[Start of TEXT]

- Venue: Pan American Marathon circuit
- Dates: October 30
- Competitors: 21 from 14 nations

Medalists
| Gold medal | Solonei da Silva | Brazil |
| Silver medal | Diego Colorado | Colombia |
| Bronze medal | Juan Carlos Cardona | Colombia |

= Athletics at the 2011 Pan American Games – Men's marathon =

The men's marathon competition of the athletics events at the 2011 Pan American Games took place on the 30 of October at the Pan American Marathon circuit. The defending Pan American Games champion is Franck de Almeida of Brazil.

[End of TEXT]
[Start of PROVIDED DATA]

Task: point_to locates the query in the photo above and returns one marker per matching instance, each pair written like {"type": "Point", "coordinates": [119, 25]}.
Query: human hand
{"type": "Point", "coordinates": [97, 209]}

[End of PROVIDED DATA]

== TASK SET ==
1 > Answer these questions using the men's marathon text.
(a) How many competitors took part, and from how many nations?
(b) Who won the silver medal, and for which country?
(c) Who is named as the defending Pan American Games champion?
2 > Copy out the part of the men's marathon text from "The men's marathon" to "Almeida of Brazil.", leaving every word as it stands.
3 > Summarize the men's marathon text in two sentences.

== PER-TASK ANSWERS ==
1 >
(a) 21 competitors from 14 nations
(b) Diego Colorado of Colombia
(c) Franck de Almeida of Brazil

2 >
The men's marathon competition of the athletics events at the 2011 Pan American Games took place on the 30 of October at the Pan American Marathon circuit. The defending Pan American Games champion is Franck de Almeida of Brazil.

3 > The men's marathon at the 2011 Pan American Games took place on October 30 at the Pan American Marathon circuit, with 21 competitors from 14 nations. Solonei da Silva of Brazil won the gold medal, and Diego Colorado and Juan Carlos Cardona, both of Colombia, took silver and bronze.